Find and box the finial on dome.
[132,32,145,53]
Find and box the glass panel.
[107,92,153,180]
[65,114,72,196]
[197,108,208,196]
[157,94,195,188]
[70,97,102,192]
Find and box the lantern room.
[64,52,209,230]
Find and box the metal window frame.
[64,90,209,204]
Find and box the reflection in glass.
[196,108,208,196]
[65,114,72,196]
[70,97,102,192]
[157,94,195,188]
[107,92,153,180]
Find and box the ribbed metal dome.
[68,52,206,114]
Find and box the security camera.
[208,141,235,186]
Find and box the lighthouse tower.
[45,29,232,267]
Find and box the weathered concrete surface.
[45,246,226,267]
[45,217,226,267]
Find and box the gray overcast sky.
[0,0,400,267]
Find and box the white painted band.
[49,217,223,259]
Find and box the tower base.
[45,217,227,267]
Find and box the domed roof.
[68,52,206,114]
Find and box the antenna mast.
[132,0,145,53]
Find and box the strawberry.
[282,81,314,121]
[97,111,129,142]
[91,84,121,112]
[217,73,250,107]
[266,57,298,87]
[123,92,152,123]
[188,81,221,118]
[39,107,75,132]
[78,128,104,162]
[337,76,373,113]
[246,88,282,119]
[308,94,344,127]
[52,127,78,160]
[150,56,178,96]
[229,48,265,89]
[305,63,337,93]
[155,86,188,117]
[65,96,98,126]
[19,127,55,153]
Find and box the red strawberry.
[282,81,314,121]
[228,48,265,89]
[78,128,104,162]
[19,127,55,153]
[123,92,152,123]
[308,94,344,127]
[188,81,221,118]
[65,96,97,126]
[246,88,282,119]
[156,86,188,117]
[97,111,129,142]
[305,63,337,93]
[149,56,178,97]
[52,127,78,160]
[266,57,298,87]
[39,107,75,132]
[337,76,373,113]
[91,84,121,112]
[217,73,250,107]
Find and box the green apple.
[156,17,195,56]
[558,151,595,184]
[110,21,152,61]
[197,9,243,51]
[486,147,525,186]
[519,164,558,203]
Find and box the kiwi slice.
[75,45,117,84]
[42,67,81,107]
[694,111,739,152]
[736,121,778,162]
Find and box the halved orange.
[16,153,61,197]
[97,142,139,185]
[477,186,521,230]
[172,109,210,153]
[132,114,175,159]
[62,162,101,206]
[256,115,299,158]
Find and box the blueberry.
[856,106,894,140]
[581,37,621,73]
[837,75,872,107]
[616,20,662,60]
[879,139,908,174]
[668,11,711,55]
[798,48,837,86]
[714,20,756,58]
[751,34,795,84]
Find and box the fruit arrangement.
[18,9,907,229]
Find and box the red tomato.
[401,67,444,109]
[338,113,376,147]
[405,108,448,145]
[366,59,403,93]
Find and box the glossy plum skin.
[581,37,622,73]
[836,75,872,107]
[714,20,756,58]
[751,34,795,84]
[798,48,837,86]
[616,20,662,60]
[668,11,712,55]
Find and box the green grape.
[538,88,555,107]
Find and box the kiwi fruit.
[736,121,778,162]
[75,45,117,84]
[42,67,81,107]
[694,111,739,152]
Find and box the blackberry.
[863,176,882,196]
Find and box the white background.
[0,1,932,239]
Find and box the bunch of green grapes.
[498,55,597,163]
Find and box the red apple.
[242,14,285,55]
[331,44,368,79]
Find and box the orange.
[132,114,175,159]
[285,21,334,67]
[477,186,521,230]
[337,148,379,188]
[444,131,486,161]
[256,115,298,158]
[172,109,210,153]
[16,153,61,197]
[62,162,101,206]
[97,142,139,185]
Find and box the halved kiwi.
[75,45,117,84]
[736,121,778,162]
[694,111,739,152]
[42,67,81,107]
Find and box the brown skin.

-- -- --

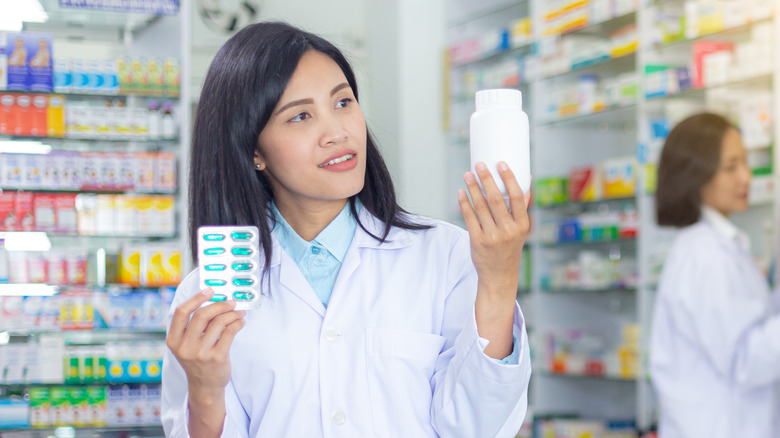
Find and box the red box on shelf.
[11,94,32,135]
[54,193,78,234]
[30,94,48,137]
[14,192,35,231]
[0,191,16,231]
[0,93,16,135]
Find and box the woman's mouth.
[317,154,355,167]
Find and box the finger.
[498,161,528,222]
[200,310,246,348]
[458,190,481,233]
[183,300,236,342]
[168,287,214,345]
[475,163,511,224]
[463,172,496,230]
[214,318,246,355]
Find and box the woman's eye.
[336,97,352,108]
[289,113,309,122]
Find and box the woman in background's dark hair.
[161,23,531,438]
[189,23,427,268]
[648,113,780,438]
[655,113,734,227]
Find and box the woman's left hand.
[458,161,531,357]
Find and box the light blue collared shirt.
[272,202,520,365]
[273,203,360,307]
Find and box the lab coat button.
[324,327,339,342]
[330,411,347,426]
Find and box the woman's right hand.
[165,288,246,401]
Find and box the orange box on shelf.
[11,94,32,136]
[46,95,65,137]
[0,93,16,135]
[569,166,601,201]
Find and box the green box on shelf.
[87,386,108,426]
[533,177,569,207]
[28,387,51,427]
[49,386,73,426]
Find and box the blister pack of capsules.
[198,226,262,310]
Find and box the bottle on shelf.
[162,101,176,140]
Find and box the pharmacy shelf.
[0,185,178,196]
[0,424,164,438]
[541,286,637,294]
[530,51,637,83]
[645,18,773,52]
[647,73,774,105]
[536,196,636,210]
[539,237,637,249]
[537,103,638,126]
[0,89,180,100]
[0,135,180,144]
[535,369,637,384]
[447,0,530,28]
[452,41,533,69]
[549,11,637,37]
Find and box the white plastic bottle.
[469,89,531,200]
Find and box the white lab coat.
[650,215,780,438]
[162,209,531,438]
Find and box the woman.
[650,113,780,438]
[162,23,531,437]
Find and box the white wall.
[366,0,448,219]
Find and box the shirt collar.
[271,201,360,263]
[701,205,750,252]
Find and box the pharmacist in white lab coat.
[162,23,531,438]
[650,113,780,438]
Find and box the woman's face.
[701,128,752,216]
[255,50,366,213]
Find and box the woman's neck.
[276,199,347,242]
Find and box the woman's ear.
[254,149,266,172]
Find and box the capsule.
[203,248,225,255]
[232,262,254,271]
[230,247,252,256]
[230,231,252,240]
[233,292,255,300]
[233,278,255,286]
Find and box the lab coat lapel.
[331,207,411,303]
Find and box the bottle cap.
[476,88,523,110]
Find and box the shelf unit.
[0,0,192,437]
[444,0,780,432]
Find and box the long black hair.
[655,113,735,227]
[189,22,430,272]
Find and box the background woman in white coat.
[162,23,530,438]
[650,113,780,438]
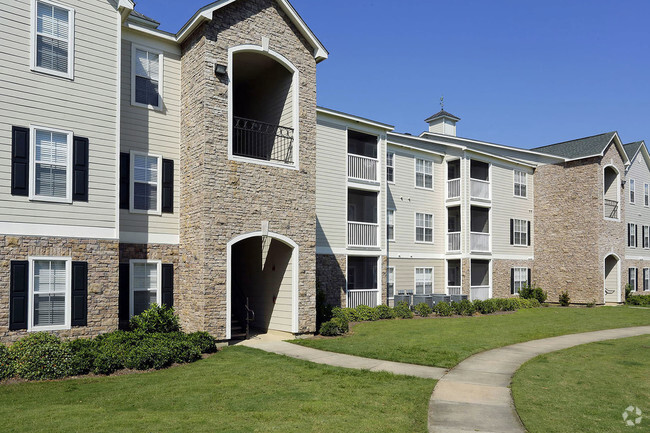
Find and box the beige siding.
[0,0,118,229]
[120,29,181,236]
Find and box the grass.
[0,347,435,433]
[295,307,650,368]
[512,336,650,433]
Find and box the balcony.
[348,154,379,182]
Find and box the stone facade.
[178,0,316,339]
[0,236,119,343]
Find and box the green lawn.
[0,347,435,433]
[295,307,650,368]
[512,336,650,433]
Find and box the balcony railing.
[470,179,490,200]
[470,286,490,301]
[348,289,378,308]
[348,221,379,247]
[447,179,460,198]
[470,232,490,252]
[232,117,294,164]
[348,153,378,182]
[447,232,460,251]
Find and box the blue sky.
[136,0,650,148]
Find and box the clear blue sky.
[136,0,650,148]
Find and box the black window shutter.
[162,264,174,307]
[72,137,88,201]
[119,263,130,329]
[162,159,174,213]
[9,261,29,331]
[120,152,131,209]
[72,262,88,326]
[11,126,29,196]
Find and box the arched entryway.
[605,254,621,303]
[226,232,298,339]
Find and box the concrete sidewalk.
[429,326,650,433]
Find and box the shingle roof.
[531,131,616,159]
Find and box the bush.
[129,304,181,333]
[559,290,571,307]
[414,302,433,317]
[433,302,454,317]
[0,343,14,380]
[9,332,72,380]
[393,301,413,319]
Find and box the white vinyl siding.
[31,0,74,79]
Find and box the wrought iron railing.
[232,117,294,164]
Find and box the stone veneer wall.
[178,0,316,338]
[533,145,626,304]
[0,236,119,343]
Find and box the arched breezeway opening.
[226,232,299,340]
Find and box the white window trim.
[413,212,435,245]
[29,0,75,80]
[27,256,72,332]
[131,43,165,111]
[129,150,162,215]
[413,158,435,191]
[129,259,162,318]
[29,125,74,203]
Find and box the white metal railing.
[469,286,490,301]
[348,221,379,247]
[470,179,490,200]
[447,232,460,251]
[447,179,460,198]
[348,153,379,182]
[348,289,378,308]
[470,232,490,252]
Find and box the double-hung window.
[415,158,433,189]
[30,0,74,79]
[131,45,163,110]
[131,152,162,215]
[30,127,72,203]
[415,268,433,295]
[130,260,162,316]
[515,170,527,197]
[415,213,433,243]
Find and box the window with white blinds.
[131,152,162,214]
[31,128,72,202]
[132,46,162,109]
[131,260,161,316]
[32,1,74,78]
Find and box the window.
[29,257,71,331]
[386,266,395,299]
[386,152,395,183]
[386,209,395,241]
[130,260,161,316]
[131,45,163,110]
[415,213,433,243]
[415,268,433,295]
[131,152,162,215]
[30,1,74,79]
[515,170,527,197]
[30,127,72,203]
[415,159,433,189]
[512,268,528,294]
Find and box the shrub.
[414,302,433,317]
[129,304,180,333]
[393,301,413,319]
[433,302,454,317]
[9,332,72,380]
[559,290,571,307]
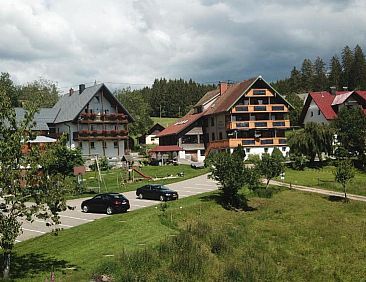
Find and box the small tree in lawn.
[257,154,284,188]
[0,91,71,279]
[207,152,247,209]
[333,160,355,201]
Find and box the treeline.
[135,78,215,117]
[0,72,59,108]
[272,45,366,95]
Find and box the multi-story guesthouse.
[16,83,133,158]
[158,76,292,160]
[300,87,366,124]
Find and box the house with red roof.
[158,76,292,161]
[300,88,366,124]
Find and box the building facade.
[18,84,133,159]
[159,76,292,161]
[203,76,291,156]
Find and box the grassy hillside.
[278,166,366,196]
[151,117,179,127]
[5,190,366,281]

-- -- --

> Directions:
Output the data verbatim, starting at the line that contains "Find and box the wrought iron railing." and ending at the line that contains "[29,125,74,203]", with both of those lines included.

> The solution:
Find and box the wrought iron railing.
[232,117,294,164]
Find and box the stone veneer wall.
[178,0,316,338]
[533,145,626,304]
[0,236,119,343]
Find and box the arched breezeway opening.
[226,232,299,340]
Find and box the white window trim.
[413,212,435,245]
[29,0,75,80]
[27,256,72,332]
[131,43,165,111]
[129,150,162,215]
[413,158,435,191]
[129,259,162,318]
[29,125,74,203]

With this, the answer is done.